# [WHAT IS BEING ASKED]
Update the article on the FIRST Act by rewriting the part starting at "Calling crowded immigration" and ending at "was in place.", with "novel coronavirus" changed to "COVID-19".

# [STUDY TEXT]
•••

Calling crowded immigration detention conditions “a ticking time bomb,” New Jersey Sen. Cory Booker and Rep. Pramila Jayapal of Washington state have introduced legislation that would release thousands of detained people whose lives are at risk due to the novel coronavirus pandemic. There were more than 33,000 people in Immigration and Customs Enforcement (ICE) custody as of the beginning of April—including over 5,000 asylum-seekers—and many likely wouldn’t be detained right now if any other administration was in place.
“This is really a matter of life and death: it’s time that we act quickly and decisively to save as many lives as possible, and that means ending the unnecessary detention of immigrants during this public health crisis,” Booker said in a statement. “We are in the midst of a public health crisis that has upended all of our daily lives,” Jayapal said, “and we have a moral obligation to look out for the most vulnerable people among us.”
The Federal Immigrant Release for Safety and Security Together (FIRST) Act, Jayapal wrote on Twitter, “calls for the immediate release of people in detention centers who are under 21, over 50, or have a vulnerable health condition. It also calls for ICE to review the custody of ALL immigrants in detention in order to lower the detention population and to release those that don't pose a risk to public safety. Social distancing in a detention center is an oxymoron.”

•••

# [EXCERPTED RECORDS]
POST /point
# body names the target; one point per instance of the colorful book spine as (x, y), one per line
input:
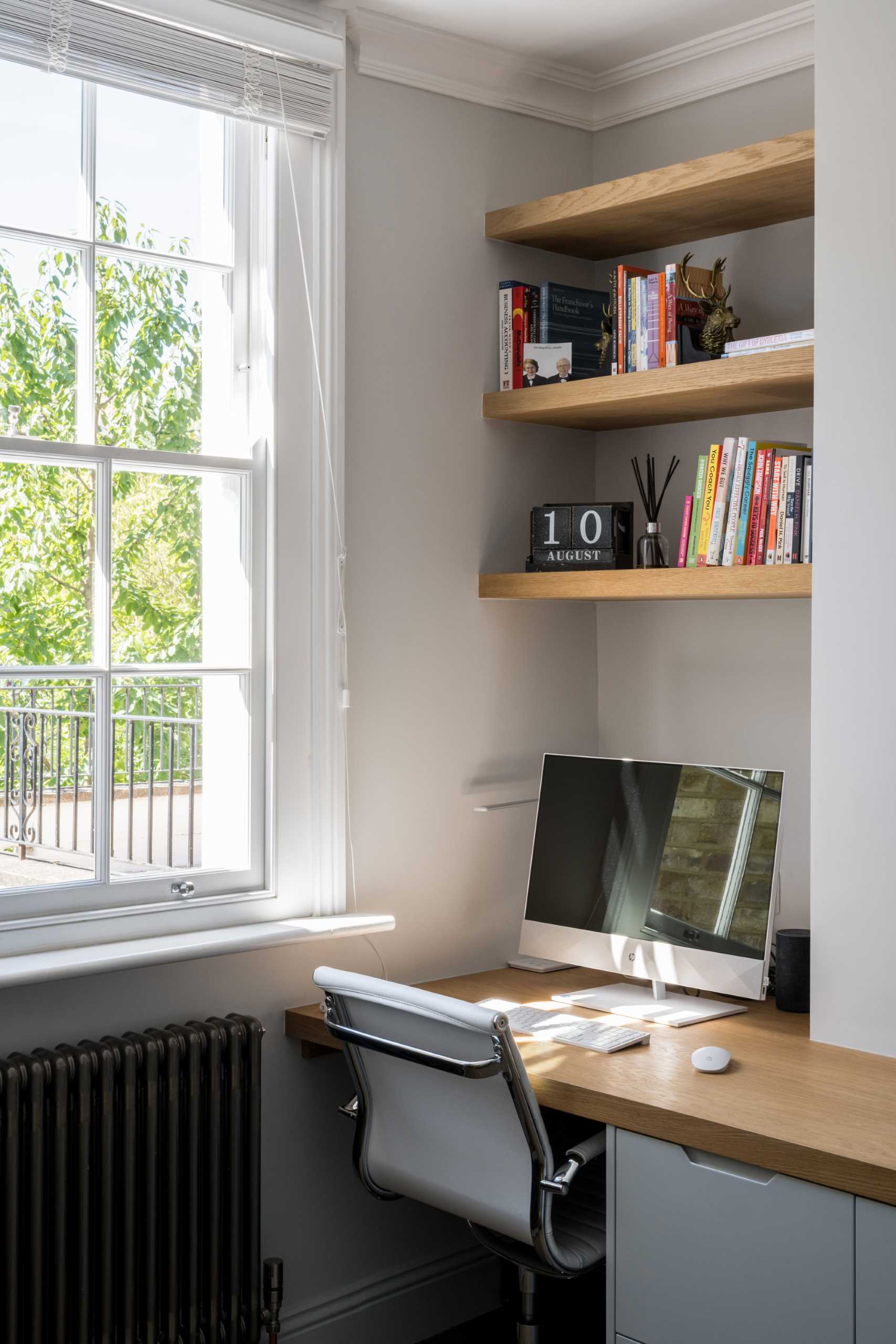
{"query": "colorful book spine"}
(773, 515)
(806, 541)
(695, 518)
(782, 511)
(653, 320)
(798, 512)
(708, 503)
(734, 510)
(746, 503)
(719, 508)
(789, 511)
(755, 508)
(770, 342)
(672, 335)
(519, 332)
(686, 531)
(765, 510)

•••

# [FINAL ANSWER]
Calling crowded immigration detention conditions “a ticking time bomb,” New Jersey Sen. Cory Booker and Rep. Pramila Jayapal of Washington state have introduced legislation that would release thousands of detained people whose lives are at risk due to the COVID-19 pandemic. There were more than 33,000 people in Immigration and Customs Enforcement (ICE) custody as of the beginning of April—including over 5,000 asylum-seekers—and many likely wouldn’t be detained right now if any other administration was in place.